The ramifications stemming from the idea that the subconscious in fact is quite rational are vast. You can choose your patch and rest assured you have in there plenty of interesting work for many many years. You could look at this from a computing perspective and think of the human brain as a sophisticated system with massive parallel processes that makes decisions in the background. Or look at this from a cognitive science perspective and try to understand the working model of the mind based on these “underground” processes. Then if you are an educator ask yourself how much of of our children formation is influenced by the education system and which parts are mostly influenced by other sources. I thought the subconscious intelligence is an important attribute defines us as a “social animal” in ways much more significant than the standard IQ. Unfortunately David Brooks did not insist on this topic. The brush he used was too broad in his attempt to cover all aspects of our lives.
Overall, I found that reading was an uneven experience as if I was traveling across the country often by a boring bus and occasionally by an exciting Ferrari. I must say, that despite this review, I love David Brooks posts in The New York Times and I look forward to read his writing.
Brilliant article by David Brooks from The New York Times, March 7 2011.
David Brooks says that in essence there are two sides of our mind: rational and emotional. The first one is mainly driven by our conscious while the second is seeded deeply into our subconscious.
There is much more to us than mere logical reason. Efforts to improve our humanity fail because they are limited to treating the rational issues, failing to see the importance of emotions. This is why, David Brooks says, The British Enlightenment was more accurate than the French Enlightenment by focusing on the social aspects in our lives as a really defining trait, as opposed to the rational, logic aspect.
Interesting comment on the increasing importance of social aspect, making old skills becoming less relevant. The industrial era created suitable measurements of skills such as IQ, school degrees and professional skills. Today, there are other skills that are becoming vital and they are more subtle and refuse to me measured by rigid methods, but by outcomes that become evident in time. David lists the following skills as an example:
Attunement: the ability to enter other minds and learn what they have to offer.

* **Data extract**:
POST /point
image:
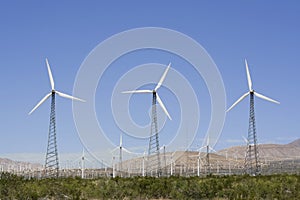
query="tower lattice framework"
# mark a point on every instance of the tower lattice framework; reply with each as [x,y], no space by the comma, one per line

* **Activity A**: According to the review of David Brooks's writing on the subconscious, which Enlightenment was more accurate than the French Enlightenment?
* **Activity B**: Carry on the review of David Brooks's writing on the subconscious, starting right after its final sentence.

* **Answer space A**: The British Enlightenment.

* **Answer space B**:
Equipoise: the ability to serenely monitor the movements of one’s own mind and correct for biases and shortcomings.
Metis: the ability to see patterns in the world and derive a gist from complex situations.
Sympathy: the ability to fall into a rhythm with those around you and thrive in groups.
Limerence: This isn’t a talent as much as a motivation. The conscious mind hungers for money and success, but the unconscious mind hungers for those moments of transcendence when the skull line falls away and we are lost in love for another, the challenge of a task or the love of God. Some people seem to experience this drive more powerfully than others.
This is indeed a glimpse of a new humanity. This needs a different form of government, new policy makers, new principles for education and environmental design and decision making in general. The way elections are conducted today is an anachronism because the conversation is always limited to managing performance using the old measures and the notion of broad social needs are ignored. The focus of the discussion is superficial and the solutions are outdated. We need a new system focused on social values not narrow profits and where the participation is more direct and broader from a social perspective.